• _Exercise aim_: Can you copy, with no changes, the records below from the line containing "stool in the photo above." through the line containing "pixel 314 222", including both of those lines?

[Excerpts from point annotation data]
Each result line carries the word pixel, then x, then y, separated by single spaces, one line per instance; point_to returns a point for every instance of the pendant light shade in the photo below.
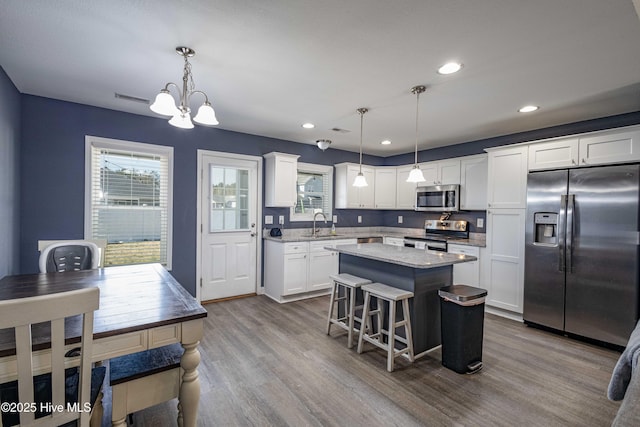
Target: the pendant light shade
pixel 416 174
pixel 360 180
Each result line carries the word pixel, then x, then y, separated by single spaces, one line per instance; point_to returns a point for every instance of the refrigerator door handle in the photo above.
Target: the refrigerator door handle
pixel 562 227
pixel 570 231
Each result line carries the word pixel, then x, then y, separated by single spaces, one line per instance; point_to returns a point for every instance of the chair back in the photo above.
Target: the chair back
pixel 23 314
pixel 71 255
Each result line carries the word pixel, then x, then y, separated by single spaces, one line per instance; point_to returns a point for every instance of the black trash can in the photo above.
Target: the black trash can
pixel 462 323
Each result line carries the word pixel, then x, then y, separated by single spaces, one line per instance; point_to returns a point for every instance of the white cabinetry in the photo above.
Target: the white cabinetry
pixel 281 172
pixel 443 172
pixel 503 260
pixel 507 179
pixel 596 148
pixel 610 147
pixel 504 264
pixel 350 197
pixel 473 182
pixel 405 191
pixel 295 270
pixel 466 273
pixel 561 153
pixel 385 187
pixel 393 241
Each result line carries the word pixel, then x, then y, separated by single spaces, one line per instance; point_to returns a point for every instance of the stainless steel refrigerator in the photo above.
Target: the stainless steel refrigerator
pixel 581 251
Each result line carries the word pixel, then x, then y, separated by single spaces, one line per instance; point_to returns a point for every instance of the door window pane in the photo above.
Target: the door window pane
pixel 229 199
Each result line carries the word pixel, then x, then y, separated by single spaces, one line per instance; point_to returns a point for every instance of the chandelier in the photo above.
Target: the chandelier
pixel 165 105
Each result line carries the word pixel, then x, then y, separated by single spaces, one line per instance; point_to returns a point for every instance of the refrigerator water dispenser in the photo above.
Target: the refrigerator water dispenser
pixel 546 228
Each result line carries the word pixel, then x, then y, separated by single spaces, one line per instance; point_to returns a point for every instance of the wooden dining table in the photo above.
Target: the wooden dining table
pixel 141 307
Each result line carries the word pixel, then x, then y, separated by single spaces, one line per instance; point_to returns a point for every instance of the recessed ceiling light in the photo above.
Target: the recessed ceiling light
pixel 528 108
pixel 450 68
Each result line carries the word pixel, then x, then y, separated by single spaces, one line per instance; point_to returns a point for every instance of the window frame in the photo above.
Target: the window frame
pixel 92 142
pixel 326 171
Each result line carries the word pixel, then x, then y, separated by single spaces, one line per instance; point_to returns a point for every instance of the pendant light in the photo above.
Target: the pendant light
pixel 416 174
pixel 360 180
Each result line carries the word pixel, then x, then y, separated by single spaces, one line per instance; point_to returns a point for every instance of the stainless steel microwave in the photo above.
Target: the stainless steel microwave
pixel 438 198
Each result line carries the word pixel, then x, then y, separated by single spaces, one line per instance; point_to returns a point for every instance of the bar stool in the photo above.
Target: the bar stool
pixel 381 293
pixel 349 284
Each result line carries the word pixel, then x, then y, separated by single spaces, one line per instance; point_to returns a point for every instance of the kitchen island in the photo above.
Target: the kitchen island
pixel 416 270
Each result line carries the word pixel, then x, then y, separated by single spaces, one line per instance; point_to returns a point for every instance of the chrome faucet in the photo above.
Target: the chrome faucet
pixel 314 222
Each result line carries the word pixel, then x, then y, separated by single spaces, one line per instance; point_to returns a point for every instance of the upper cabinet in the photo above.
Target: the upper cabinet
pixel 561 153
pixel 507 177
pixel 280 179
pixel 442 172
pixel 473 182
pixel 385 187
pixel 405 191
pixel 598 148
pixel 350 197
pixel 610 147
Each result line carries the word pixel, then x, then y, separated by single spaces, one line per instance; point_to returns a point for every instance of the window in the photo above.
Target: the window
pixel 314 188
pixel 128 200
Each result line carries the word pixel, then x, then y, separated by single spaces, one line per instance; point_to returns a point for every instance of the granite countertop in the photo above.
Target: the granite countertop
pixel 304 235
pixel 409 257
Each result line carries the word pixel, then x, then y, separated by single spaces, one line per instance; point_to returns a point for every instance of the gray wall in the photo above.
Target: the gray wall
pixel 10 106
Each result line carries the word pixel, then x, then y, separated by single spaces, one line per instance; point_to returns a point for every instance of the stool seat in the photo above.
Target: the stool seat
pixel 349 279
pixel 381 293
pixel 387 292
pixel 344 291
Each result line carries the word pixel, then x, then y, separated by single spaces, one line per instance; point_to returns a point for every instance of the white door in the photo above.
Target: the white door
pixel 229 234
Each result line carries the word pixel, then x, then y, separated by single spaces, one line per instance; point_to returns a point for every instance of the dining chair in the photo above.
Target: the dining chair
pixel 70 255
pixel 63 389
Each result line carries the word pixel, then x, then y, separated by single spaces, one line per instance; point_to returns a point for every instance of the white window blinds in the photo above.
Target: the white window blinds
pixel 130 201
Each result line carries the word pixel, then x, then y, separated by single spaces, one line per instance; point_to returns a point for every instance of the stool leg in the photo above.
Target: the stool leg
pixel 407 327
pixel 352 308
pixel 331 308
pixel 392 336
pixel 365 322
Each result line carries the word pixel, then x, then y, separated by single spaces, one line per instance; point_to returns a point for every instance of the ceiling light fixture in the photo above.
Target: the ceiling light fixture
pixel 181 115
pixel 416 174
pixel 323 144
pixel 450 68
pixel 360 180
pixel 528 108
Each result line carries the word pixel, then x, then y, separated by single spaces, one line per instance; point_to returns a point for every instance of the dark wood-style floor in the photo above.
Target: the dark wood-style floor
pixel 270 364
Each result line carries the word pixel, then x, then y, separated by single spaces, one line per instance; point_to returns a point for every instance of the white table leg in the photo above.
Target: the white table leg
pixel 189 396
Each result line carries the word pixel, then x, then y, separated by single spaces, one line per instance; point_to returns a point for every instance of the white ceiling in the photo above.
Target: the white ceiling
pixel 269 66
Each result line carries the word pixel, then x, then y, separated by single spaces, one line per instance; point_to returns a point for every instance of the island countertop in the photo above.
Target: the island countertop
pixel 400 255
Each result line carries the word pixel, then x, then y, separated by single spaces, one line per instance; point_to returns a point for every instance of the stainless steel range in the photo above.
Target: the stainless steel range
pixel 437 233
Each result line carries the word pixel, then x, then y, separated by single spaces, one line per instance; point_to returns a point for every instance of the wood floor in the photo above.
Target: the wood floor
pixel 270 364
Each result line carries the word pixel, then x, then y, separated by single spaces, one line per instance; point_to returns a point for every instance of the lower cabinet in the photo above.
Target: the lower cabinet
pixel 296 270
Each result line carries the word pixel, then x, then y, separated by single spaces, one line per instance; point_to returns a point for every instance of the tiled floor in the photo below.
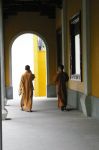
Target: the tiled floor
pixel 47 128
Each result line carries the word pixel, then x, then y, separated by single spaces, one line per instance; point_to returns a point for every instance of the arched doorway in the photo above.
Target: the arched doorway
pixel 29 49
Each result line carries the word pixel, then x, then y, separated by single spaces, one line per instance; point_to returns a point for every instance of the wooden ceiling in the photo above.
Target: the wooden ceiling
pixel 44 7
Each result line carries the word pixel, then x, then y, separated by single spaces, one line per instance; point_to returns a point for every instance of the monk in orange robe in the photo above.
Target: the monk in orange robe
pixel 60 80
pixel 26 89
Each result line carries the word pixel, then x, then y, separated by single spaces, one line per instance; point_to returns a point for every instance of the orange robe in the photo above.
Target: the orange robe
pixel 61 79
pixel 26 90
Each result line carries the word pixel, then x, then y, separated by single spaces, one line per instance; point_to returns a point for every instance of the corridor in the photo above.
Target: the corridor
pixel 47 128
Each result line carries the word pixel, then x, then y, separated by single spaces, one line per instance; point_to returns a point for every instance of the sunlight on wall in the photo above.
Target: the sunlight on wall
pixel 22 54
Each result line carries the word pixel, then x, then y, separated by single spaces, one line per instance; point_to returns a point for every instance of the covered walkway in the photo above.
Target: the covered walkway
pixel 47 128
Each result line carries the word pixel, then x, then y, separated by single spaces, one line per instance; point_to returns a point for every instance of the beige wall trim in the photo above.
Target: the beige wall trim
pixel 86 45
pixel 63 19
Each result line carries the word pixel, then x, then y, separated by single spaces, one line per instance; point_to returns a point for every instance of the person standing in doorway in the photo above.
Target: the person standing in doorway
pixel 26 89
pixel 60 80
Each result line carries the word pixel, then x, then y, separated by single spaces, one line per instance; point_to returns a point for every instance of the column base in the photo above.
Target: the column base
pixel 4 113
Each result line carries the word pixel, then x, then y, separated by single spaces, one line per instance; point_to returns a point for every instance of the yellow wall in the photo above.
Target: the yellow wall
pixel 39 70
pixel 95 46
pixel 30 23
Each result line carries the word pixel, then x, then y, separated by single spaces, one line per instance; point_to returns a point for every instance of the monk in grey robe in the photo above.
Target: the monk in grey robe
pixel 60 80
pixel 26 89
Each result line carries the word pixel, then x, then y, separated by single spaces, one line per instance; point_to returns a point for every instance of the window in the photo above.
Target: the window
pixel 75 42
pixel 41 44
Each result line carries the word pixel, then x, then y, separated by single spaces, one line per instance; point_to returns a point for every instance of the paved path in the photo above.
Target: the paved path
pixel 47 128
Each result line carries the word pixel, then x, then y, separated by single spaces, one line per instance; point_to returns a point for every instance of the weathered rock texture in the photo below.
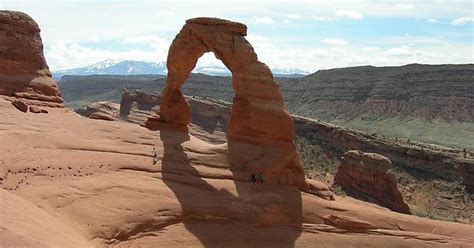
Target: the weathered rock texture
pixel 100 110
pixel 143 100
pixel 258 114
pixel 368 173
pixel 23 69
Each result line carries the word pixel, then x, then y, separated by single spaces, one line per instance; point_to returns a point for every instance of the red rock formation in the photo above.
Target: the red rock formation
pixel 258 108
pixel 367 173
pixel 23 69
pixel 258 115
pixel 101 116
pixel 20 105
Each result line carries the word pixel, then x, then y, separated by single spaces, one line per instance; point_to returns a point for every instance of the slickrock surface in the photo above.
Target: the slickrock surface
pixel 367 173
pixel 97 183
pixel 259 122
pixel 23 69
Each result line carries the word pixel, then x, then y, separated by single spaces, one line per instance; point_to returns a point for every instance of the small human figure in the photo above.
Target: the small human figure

==

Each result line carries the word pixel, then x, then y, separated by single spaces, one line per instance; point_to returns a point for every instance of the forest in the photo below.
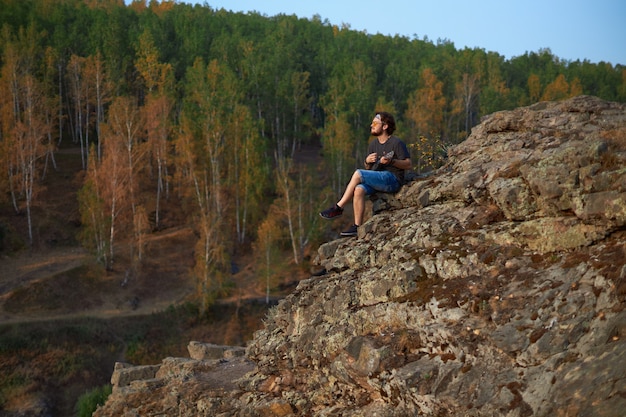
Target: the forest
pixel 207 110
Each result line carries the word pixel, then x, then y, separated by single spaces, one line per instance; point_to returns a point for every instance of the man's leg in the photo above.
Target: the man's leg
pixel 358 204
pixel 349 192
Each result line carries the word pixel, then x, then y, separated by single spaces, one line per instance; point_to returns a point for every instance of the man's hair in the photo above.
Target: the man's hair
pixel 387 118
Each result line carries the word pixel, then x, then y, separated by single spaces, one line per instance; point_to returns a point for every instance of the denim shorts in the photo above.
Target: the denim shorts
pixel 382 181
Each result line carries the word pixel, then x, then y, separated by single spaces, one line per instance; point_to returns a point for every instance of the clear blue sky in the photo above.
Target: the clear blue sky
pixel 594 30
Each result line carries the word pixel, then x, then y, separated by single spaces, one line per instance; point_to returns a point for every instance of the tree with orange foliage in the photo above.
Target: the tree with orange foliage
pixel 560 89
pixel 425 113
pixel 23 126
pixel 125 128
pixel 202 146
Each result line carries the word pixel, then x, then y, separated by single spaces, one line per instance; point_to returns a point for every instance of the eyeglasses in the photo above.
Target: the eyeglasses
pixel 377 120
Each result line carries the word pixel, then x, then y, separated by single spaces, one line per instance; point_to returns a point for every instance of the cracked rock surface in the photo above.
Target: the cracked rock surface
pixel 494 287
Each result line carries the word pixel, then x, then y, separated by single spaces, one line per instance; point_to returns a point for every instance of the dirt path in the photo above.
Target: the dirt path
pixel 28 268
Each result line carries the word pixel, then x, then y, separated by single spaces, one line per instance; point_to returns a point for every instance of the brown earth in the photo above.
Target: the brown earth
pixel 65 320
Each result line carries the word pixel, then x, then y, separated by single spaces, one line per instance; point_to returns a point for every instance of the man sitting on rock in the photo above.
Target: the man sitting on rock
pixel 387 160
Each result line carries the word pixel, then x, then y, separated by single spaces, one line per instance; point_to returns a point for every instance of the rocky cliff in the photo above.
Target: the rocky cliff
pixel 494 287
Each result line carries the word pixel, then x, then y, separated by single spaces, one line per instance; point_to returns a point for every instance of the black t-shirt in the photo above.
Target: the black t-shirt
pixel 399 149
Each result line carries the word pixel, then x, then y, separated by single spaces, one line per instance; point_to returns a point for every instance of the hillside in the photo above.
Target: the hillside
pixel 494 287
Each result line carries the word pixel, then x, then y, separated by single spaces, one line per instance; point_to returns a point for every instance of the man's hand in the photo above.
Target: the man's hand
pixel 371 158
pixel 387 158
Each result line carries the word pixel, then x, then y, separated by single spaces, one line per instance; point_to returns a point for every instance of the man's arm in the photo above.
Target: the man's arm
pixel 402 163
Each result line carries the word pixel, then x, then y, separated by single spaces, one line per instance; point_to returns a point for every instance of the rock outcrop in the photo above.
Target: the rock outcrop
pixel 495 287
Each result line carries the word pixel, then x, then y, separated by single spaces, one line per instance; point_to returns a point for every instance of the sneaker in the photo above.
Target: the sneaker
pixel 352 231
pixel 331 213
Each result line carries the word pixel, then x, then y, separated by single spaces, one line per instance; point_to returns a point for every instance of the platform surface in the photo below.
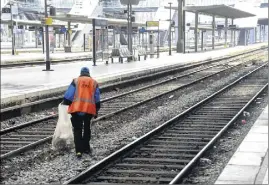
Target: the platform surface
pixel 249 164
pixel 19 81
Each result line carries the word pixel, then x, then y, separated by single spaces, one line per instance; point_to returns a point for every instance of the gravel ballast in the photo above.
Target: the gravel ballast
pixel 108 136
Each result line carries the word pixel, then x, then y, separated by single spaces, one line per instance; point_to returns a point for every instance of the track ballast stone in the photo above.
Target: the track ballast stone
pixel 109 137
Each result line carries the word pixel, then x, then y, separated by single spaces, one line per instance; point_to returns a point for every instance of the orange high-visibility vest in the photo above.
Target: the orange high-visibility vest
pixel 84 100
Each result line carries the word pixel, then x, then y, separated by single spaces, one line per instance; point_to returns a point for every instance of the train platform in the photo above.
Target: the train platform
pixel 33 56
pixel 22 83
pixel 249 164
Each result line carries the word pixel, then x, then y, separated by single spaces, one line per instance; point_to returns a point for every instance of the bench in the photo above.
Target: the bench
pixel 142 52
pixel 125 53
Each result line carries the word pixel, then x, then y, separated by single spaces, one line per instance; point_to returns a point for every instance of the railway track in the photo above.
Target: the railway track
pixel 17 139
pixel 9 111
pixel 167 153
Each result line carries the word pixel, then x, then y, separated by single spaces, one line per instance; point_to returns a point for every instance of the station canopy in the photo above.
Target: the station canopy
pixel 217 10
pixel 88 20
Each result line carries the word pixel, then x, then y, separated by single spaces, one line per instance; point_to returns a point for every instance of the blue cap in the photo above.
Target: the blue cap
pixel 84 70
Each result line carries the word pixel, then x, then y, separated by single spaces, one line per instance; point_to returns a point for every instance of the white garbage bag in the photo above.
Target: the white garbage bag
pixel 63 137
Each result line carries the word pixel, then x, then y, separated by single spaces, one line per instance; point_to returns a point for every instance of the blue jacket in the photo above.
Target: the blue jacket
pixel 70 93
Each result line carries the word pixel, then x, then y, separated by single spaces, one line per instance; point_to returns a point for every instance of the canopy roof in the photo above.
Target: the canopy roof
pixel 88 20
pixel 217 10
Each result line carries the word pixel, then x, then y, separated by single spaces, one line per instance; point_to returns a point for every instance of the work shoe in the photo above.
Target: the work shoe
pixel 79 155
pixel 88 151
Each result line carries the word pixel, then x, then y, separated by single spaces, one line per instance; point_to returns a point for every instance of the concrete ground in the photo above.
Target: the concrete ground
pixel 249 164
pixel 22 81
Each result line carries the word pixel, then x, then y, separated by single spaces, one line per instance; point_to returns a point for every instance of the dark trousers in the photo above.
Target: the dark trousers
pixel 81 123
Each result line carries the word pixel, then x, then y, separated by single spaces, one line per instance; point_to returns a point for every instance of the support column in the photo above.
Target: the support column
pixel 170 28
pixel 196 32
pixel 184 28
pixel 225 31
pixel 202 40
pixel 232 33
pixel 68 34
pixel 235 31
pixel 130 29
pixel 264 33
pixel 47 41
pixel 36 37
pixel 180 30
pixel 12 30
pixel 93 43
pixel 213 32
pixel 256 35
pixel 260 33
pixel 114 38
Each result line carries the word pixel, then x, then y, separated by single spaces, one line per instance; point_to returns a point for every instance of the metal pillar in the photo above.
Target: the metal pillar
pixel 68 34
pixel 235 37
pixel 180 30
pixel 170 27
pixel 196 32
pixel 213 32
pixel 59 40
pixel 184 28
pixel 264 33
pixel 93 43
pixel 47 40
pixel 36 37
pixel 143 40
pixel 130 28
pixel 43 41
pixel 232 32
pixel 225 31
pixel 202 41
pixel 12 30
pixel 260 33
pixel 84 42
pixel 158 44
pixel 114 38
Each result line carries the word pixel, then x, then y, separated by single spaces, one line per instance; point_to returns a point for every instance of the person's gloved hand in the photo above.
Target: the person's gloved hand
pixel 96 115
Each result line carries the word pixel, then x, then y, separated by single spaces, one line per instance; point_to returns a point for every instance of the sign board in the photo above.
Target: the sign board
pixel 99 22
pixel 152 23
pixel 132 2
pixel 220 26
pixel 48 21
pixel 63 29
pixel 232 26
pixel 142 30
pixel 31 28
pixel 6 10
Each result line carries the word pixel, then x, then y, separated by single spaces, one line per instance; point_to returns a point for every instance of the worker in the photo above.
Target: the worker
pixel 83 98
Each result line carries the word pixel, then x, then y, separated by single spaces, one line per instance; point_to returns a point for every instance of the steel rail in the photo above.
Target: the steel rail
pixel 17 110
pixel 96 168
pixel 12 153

• _Worked answer_:
Each result line carries the word pixel, then x, then y, separated by single spaces, one line per instance; point_to returns a point for every instance of the bar stool in the photo above.
Target: the bar stool
pixel 381 293
pixel 349 284
Each result line carries the word pixel, then x, then y, separated by single spaces, one line per instance; point_to returns a point for every instance of the kitchen island in the photo above.
Target: the kitchen island
pixel 416 270
Each result line carries the word pixel, then x, then y, separated by single spaces, one line per instance; point_to returns a point for every instance of the chrome faucet in the photo above.
Target: the chrome faucet
pixel 314 222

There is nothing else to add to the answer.